Source passage:

───

Tamil relatives still waiting for news from migrants
As Ottawa continues to sort out the identities of the 492 Tamil migrants who landed in British Columbia last week, many Canadian Tamils are still awaiting confirmation that their family members made the trip to Canada.
Neerja Ganeshalingam's family is waiting to find out what happened to 11 relatives who boarded a boat several months ago.
Due to the timing of their departure, Ganeshalingam believes they were likely on board the MV Sun Sea -- the ship that sailed from Thailand and arrived in B.C. on Friday.
"I suspect that because I have a grandmother who lives in Sri Lanka who has told us that these 11 members of my family boarded a boat around the same time of the departure of this boat," Ganeshalingam told CTV's Canada AM from London, Ont., on Wednesday morning.
But her Canadian family won't be sure until they hear from their Sri Lankan relatives directly.
"We haven't had contact with them for up to six months now," Ganeshalingam said. "So we have no idea."
For now the people who landed in B.C. are being housed in local detention facilities while they await detention hearings. On Tuesday, 78 hearings were held, with some migrants appearing in-person before Immigration and Review Board officials and others by telephone.

───

Data records:
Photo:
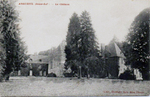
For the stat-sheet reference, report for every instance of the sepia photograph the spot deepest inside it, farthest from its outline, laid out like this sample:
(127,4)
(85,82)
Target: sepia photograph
(74,48)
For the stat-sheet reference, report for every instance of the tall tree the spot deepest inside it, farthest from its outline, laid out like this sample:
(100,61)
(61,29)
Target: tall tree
(136,44)
(14,47)
(72,39)
(88,46)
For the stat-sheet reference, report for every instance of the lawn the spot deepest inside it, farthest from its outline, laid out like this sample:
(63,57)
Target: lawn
(43,86)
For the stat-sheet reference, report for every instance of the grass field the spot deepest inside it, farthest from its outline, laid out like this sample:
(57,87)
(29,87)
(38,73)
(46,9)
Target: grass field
(42,86)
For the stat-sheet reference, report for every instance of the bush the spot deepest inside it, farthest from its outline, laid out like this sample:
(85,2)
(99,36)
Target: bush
(51,75)
(127,75)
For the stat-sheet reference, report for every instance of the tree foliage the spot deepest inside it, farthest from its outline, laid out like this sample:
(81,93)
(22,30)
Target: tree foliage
(136,44)
(15,50)
(82,47)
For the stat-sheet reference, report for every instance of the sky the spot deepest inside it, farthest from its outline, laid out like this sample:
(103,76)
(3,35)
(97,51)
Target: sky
(45,26)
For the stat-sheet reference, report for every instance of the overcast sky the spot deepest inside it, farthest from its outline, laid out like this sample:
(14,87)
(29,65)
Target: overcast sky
(45,26)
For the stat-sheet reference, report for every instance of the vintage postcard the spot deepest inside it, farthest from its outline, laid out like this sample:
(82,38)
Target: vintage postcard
(74,47)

───

List of tasks:
A. Summarize the article on Tamil relatives awaiting news in two sentences.
B. Answer these questions from the article on Tamil relatives awaiting news:
(i) How many Tamil migrants landed in British Columbia last week?
(ii) Where did the MV Sun Sea sail from?
(iii) How many hearings were held on Tuesday?
C. Continue the article on Tamil relatives awaiting news from the point where it stops.

Results in order:
A. As Ottawa works out the identities of the 492 Tamil migrants who landed in British Columbia last week, many Canadian Tamils are still waiting to learn whether their family members made the trip. Neerja Ganeshalingam believes 11 relatives who boarded a boat several months ago were likely on the MV Sun Sea, but her family has had no contact with them for up to six months and won't be sure until they hear from them directly.

B.
(i) 492
(ii) Thailand
(iii) 78

C.
The IRB has allowed reporters into the current hearings, which are often closed. The Canadian Tamil Congress and the Transnational Government of Tamil Eelam have not been allowed to attend.
In the aftermath of Sri Lanka's long and bloody civil war, Ganeshalingam said the Tamil people have been left with little chance of rebuilding the lives they used to have.
"The war in Sri Lanka is officially over as we all know it, but the conditions are not much better," she said.
Ganeshalingam said "their homes are not there anymore, their schools are not there, their hospitals are all gone."
In Ganeshalingam's own family, at least 10 people died as a result of the war. After so much loss, she said that the family members that have fled Sri Lanka simply have "no hope for maintaining the same life that they had before."